Exercise details: Could you reproduce the lines below from the one with "Target: wood grain texture" through the one with "Target: knife"? Keep both ends and add nothing.

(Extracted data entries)
== Segment start ==

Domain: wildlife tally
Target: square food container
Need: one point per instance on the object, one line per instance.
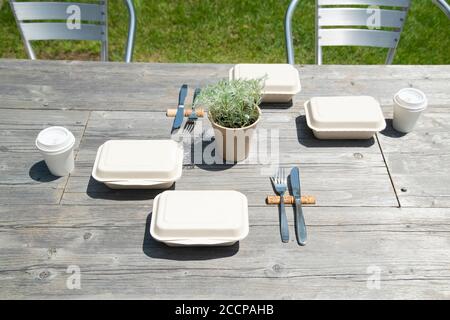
(355, 117)
(138, 164)
(282, 81)
(200, 218)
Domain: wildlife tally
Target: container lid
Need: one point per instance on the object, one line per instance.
(411, 98)
(194, 215)
(138, 160)
(356, 113)
(54, 139)
(280, 78)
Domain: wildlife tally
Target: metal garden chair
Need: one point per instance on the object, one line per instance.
(339, 22)
(69, 21)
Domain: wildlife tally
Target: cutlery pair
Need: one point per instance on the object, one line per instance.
(280, 184)
(180, 110)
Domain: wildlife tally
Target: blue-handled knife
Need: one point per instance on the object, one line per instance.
(180, 111)
(300, 226)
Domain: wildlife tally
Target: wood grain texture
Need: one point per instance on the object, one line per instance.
(48, 224)
(419, 162)
(410, 250)
(336, 172)
(144, 87)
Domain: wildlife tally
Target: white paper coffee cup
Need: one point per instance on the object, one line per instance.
(56, 146)
(409, 104)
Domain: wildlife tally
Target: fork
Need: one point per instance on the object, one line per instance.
(279, 181)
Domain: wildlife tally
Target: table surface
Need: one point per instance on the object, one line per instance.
(383, 205)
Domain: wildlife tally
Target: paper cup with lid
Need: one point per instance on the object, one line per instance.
(56, 146)
(409, 104)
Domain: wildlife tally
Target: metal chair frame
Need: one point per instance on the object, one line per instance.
(32, 17)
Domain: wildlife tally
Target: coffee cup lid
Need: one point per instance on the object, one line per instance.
(54, 139)
(411, 98)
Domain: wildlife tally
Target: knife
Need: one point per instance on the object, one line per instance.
(300, 226)
(180, 111)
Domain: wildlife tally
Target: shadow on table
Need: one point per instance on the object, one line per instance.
(158, 250)
(39, 172)
(98, 190)
(306, 137)
(390, 131)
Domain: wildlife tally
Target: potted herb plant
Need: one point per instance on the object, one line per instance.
(234, 114)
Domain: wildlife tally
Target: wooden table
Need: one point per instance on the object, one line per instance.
(382, 205)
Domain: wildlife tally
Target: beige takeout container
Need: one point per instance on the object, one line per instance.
(200, 218)
(354, 117)
(138, 164)
(282, 81)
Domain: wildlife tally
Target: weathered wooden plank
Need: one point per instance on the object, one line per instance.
(407, 246)
(333, 176)
(113, 86)
(418, 161)
(332, 185)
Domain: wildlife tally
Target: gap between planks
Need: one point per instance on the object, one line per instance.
(388, 171)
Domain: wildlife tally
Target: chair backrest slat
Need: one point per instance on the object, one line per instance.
(386, 3)
(57, 11)
(359, 17)
(59, 31)
(372, 23)
(358, 37)
(62, 21)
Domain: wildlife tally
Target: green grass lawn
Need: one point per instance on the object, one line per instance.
(234, 31)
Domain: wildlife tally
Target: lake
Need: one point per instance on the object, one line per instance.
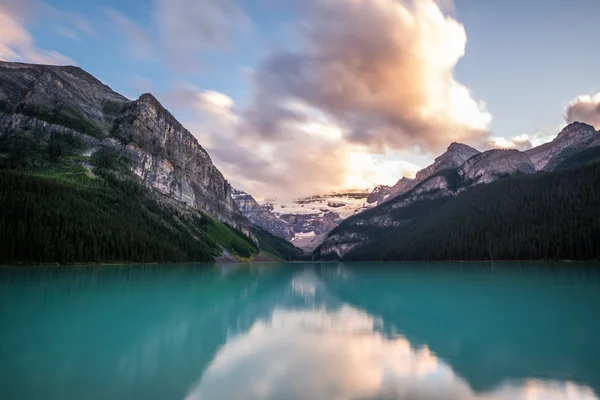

== Segment end ==

Solution to this problem:
Target: wood grain texture
Need: one point per instance on the object, one line per instance.
(48, 224)
(419, 162)
(410, 250)
(336, 172)
(144, 87)
Domain: wildlife tally
Target: white paper coffee cup
Need: one point per instance on the object, one line per instance.
(56, 146)
(409, 104)
Domain: wildlife tally
Target: fork
Need: one point per instance on the object, one line per instance.
(279, 181)
Domain: wildlife tally
Target: table surface
Need: one point per instance on the object, one line per instance.
(383, 205)
Domain: wildlife tally
Target: paper cup with lid
Need: one point per instance on the object, one line per instance.
(56, 146)
(409, 104)
Domain: wildlife tally
Target: metal chair frame
Need: one point per instance on the object, one line per instance.
(32, 17)
Domain: wildlife tally
Target: coffee cup lid
Need: one point per instance on the object, one line per instance.
(54, 139)
(411, 98)
Domain: wildlife tally
Target: knife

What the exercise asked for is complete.